--- START Provided entries ---

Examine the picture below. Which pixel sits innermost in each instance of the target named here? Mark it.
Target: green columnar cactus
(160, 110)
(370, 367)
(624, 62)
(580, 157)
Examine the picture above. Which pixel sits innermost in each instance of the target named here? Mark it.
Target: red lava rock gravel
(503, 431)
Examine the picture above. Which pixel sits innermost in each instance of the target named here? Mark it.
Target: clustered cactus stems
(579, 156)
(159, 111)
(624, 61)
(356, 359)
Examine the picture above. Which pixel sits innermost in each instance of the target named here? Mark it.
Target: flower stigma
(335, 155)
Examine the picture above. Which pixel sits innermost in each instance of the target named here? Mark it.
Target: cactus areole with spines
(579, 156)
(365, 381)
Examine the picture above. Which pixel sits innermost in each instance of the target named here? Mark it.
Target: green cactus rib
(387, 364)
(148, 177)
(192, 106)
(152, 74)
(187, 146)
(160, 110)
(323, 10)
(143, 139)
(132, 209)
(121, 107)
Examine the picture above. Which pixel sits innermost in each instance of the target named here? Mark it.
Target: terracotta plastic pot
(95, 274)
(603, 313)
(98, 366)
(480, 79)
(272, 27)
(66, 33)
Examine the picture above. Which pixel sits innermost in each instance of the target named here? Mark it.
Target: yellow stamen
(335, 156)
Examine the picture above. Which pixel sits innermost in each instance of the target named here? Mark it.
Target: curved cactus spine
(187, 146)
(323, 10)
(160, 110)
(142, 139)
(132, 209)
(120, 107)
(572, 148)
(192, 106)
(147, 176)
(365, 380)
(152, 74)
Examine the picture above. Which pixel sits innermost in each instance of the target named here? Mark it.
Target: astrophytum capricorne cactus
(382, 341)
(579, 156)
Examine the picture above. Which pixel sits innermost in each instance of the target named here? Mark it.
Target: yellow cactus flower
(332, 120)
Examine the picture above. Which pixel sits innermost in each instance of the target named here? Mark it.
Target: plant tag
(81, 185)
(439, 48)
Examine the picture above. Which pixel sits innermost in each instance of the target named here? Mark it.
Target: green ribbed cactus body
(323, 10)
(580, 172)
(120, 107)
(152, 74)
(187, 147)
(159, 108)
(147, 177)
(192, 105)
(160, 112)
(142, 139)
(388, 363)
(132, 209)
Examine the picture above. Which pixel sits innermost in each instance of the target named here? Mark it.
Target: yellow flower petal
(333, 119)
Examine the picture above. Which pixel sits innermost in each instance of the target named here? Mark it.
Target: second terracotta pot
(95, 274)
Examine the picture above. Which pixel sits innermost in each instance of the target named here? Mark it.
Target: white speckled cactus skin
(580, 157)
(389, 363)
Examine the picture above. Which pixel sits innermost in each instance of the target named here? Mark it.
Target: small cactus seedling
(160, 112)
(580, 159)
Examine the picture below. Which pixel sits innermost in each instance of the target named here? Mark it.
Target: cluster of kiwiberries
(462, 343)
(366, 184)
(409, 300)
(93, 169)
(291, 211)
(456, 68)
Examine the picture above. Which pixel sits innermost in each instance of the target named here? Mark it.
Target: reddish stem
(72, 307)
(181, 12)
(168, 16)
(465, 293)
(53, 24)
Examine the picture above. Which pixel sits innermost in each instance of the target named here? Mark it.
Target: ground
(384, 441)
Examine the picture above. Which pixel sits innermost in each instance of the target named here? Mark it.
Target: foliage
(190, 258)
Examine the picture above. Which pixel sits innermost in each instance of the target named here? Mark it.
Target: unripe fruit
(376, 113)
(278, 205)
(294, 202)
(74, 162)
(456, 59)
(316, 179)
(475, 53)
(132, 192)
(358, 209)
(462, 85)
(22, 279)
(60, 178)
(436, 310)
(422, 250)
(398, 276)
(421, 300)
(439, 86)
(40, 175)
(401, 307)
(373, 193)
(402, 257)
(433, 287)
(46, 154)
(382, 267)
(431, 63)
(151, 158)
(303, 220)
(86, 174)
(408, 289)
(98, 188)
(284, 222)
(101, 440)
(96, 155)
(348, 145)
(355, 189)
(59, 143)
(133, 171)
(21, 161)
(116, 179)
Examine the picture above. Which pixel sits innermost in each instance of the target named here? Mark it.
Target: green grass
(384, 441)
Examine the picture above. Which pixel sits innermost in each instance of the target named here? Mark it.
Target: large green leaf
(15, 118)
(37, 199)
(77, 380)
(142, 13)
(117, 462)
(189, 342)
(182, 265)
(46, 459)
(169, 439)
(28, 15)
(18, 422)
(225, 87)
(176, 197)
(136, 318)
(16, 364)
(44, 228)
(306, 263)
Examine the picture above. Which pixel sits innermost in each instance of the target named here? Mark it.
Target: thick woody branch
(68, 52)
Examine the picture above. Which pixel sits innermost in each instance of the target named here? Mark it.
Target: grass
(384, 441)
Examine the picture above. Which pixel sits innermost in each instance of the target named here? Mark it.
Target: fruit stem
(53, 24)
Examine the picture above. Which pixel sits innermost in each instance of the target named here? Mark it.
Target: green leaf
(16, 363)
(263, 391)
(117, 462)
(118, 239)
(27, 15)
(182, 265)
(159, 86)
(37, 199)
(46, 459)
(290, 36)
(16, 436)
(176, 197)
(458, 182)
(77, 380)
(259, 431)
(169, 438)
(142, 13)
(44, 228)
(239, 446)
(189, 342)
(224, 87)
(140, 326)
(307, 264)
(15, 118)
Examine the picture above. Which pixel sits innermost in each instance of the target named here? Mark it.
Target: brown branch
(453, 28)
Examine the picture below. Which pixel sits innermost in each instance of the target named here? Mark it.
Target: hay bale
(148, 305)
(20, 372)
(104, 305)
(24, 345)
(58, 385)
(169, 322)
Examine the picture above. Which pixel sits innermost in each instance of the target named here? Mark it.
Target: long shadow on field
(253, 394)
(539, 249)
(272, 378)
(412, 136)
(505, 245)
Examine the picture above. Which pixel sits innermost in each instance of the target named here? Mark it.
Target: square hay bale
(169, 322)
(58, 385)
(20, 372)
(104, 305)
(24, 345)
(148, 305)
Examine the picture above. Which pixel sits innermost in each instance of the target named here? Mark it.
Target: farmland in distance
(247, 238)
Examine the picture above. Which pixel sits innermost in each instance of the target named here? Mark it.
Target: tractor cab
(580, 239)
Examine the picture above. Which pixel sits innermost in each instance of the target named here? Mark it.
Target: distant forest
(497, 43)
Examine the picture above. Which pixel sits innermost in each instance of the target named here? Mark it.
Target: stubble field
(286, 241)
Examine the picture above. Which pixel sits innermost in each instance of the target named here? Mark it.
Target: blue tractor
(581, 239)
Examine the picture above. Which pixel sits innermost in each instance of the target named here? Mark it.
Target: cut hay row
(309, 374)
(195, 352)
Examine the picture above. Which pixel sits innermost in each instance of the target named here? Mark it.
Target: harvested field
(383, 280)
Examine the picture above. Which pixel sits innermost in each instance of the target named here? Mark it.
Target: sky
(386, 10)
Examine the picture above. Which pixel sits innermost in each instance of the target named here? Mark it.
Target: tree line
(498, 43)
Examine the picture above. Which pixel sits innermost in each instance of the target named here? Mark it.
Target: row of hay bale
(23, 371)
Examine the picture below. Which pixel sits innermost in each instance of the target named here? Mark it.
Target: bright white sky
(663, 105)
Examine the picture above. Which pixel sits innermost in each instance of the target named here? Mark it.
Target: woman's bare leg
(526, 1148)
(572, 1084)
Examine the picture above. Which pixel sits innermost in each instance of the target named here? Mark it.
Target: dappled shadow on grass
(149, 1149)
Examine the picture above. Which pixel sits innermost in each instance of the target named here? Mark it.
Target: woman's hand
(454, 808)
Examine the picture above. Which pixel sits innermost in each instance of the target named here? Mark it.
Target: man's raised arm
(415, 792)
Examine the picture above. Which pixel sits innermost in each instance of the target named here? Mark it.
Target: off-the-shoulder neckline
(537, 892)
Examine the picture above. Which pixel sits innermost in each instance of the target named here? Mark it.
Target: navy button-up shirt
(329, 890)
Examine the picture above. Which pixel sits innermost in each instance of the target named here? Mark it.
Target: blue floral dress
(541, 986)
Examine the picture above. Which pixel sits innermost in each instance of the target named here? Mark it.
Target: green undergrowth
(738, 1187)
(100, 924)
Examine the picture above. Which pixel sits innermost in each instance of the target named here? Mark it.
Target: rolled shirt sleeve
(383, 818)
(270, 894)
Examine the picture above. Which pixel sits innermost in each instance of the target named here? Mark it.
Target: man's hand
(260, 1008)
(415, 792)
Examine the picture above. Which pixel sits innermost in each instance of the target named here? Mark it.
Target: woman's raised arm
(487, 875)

--- END Provided entries ---

[Task] Gather every line of the listing above that contains the string "leaf", and copy each of those lines in full.

[Output]
Target: large green leaf
Target: green leaf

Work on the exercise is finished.